• _To do_:
Look through the entries below and report how many lines hold the string "seat". Only the number is wanted.

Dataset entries
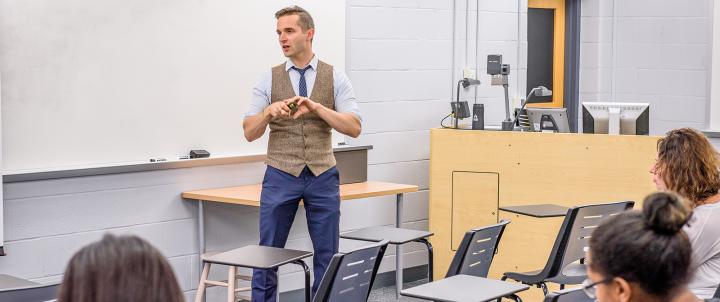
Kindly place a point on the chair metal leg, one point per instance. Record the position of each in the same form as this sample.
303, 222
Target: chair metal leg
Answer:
307, 279
231, 283
430, 258
200, 293
544, 288
503, 278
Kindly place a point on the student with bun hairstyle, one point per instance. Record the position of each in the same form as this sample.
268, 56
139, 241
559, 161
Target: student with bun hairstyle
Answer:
642, 256
119, 269
688, 164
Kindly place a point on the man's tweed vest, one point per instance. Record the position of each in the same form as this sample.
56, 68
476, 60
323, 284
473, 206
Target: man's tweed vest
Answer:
306, 141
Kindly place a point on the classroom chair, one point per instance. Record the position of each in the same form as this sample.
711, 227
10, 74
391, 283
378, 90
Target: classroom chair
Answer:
350, 275
251, 256
468, 271
566, 262
568, 295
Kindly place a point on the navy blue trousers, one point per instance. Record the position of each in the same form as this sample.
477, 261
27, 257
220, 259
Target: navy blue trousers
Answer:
281, 194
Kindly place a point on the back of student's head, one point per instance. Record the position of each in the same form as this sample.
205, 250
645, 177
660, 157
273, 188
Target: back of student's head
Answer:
689, 164
119, 269
647, 248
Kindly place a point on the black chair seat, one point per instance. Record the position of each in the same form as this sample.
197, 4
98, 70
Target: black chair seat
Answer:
574, 273
392, 234
464, 288
531, 277
563, 265
568, 295
255, 256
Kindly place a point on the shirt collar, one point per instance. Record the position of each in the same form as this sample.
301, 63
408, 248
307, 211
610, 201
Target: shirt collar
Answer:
313, 64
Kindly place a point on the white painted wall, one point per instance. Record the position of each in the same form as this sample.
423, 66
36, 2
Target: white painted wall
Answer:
649, 51
714, 104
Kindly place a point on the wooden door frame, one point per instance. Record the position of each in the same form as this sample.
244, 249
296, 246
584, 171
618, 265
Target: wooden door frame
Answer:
558, 50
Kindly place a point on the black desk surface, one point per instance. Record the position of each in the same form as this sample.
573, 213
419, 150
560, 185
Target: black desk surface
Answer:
464, 288
538, 210
255, 256
392, 234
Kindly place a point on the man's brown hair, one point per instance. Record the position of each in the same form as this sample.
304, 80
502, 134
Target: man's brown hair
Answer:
305, 20
689, 164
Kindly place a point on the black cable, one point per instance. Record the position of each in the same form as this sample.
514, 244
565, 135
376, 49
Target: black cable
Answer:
441, 122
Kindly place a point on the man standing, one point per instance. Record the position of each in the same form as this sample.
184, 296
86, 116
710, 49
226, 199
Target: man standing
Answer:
301, 100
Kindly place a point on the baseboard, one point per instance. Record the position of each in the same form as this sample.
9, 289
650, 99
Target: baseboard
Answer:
385, 279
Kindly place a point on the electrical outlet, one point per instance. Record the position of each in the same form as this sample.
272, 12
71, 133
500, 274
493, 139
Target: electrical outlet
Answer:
469, 73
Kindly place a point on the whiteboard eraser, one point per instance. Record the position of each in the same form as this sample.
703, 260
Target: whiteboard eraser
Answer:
199, 154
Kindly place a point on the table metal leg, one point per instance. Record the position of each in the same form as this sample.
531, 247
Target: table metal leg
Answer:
398, 248
430, 258
307, 279
201, 237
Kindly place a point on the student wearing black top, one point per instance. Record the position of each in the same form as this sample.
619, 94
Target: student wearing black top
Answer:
642, 256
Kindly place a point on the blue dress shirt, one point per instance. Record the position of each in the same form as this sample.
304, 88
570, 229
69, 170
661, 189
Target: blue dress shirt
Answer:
345, 100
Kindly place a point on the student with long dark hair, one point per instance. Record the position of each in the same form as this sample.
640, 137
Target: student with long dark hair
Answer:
119, 269
642, 256
688, 164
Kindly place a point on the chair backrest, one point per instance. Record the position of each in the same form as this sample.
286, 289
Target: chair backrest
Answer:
575, 232
568, 295
476, 251
36, 293
350, 275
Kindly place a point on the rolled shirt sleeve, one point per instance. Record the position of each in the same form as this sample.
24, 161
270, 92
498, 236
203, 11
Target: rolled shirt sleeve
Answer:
345, 100
261, 96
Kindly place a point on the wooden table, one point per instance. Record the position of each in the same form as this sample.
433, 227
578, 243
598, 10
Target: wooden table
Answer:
249, 195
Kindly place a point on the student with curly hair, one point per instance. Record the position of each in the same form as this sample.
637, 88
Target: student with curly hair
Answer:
642, 256
688, 164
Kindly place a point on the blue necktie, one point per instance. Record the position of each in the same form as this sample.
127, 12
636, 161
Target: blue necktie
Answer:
302, 86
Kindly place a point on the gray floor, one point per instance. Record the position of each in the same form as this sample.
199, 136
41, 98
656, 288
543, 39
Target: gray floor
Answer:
387, 294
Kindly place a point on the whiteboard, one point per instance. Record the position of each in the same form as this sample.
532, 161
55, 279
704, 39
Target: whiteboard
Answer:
105, 82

• _Answer space_:
2